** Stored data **
──────────

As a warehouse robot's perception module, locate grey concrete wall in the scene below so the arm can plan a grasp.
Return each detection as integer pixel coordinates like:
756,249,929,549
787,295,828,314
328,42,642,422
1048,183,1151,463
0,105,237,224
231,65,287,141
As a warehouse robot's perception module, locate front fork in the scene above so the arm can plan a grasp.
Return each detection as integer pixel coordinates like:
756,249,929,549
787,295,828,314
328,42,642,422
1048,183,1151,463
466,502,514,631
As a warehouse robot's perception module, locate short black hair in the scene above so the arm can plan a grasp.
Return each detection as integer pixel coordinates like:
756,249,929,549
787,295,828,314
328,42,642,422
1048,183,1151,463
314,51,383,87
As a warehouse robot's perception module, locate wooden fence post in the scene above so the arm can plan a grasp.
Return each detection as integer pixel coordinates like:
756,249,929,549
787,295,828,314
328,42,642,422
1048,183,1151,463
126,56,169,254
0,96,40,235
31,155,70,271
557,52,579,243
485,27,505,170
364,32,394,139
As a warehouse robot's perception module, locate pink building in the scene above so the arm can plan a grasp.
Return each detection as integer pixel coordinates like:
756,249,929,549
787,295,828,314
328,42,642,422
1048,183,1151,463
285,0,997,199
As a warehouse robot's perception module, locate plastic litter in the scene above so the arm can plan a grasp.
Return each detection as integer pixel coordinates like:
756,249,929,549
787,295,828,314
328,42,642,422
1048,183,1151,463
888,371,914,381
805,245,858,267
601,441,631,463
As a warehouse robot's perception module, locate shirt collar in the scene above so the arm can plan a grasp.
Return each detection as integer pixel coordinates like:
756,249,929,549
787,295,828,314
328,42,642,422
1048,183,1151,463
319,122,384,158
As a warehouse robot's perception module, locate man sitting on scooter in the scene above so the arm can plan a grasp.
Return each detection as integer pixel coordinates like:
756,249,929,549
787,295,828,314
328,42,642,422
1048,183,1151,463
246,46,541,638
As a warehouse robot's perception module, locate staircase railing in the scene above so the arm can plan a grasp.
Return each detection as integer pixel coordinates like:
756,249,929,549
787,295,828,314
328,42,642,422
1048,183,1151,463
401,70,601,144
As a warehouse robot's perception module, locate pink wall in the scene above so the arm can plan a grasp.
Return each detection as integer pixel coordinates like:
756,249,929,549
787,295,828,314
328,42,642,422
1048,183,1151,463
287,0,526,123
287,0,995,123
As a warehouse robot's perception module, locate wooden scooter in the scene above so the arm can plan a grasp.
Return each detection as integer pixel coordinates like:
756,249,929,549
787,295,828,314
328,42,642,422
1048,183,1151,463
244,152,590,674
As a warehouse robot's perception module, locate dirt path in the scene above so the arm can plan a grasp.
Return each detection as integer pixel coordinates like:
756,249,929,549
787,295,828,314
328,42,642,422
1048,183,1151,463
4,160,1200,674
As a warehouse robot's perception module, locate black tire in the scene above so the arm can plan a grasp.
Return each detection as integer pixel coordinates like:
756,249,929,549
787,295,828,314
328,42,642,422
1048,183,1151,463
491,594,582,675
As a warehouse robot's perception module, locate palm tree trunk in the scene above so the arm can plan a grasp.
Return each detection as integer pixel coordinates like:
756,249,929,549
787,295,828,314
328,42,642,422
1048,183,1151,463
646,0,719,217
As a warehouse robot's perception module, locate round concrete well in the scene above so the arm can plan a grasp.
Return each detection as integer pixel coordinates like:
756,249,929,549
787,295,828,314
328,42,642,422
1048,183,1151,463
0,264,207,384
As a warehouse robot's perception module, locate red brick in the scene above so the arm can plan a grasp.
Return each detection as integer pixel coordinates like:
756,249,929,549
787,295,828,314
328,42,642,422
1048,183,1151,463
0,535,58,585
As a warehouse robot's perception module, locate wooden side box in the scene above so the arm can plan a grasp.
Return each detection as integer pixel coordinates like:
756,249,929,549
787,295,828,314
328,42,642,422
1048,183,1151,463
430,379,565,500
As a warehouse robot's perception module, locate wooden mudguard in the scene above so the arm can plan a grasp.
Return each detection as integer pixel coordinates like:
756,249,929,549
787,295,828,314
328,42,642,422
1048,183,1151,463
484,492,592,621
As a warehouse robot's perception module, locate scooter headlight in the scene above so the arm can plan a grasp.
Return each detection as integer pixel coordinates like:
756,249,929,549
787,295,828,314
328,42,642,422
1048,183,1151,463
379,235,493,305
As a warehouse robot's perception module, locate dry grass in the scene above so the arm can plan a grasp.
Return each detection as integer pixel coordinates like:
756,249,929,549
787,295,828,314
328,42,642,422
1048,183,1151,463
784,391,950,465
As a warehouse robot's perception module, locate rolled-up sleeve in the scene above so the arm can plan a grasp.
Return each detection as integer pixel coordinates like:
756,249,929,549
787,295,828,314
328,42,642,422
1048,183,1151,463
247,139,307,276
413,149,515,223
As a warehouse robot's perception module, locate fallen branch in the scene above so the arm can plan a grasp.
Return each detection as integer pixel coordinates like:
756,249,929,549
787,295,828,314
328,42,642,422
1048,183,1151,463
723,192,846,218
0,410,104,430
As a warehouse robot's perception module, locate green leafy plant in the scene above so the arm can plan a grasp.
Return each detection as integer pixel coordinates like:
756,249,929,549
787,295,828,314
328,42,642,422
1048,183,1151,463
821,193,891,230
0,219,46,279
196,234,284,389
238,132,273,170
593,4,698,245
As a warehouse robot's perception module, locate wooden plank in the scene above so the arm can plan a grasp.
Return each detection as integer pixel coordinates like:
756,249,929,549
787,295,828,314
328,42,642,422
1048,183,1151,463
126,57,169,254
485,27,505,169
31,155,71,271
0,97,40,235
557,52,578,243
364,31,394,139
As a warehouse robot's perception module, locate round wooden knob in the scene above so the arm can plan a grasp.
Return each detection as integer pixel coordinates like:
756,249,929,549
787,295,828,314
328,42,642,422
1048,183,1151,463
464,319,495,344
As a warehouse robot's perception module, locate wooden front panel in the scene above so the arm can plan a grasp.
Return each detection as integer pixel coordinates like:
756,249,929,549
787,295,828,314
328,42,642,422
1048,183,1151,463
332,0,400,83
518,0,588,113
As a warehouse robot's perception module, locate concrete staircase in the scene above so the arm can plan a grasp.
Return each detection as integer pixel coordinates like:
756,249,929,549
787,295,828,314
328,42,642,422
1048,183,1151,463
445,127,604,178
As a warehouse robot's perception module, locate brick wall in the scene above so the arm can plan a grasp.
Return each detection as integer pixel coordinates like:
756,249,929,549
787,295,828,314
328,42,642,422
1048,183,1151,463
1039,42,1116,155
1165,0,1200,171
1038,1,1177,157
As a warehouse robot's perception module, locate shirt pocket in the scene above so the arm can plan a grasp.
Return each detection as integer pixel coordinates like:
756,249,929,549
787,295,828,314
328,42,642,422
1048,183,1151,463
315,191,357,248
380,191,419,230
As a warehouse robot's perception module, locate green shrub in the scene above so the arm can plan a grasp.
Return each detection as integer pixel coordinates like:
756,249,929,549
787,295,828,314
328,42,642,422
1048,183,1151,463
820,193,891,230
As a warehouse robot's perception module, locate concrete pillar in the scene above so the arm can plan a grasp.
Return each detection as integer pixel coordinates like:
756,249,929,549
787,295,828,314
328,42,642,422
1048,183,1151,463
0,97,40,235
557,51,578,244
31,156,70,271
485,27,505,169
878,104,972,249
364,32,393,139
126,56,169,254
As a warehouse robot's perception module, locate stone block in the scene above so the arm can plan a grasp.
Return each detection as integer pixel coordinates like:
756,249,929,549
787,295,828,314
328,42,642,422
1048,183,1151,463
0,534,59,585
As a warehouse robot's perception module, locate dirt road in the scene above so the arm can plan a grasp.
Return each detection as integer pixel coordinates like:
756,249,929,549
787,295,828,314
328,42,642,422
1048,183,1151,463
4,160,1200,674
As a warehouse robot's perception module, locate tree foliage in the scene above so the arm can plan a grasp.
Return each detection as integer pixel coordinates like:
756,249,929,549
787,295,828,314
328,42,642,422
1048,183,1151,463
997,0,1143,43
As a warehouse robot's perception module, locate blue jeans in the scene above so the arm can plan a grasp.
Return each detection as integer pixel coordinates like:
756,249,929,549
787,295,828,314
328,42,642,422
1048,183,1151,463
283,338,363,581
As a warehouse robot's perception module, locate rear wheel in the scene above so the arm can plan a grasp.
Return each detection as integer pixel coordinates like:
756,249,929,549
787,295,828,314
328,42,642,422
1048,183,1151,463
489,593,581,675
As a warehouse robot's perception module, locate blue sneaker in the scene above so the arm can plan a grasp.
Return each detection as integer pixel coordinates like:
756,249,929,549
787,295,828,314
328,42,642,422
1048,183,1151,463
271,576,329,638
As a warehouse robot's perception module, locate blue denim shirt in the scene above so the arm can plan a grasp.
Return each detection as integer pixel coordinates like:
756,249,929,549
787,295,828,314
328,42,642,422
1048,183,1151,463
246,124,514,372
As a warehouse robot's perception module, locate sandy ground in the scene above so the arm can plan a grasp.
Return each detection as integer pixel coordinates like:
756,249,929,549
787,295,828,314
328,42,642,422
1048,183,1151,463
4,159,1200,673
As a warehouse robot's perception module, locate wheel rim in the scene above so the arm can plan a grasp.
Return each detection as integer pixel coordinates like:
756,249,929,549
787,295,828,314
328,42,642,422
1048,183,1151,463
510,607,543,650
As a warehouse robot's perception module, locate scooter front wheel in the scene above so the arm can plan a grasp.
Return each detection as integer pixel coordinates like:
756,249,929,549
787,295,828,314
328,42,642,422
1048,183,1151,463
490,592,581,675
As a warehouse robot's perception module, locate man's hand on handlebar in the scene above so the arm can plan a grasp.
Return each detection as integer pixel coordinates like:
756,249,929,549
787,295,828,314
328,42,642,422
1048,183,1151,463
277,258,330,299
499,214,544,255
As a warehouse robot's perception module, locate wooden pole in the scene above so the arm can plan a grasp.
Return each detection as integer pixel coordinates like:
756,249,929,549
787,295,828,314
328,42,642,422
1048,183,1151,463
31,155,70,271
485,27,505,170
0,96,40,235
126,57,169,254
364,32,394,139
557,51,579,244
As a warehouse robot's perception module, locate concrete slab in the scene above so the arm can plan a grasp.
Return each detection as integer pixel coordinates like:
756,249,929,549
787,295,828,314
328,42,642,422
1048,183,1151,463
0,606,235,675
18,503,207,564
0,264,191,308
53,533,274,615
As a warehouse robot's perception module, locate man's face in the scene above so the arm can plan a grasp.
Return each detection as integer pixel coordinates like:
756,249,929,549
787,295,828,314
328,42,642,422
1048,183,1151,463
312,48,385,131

──────────

** TASK BRIEF **
Where does "tree" occur in the data? Copy each line that has it.

** THE ANSWER **
As a warehouse robot's perception module, locate palm tree trunk in the scene above so the arm can plan a grasp.
As a warehouse robot's perception module, locate tree foliage in the scene above so the arm can plan a grasp.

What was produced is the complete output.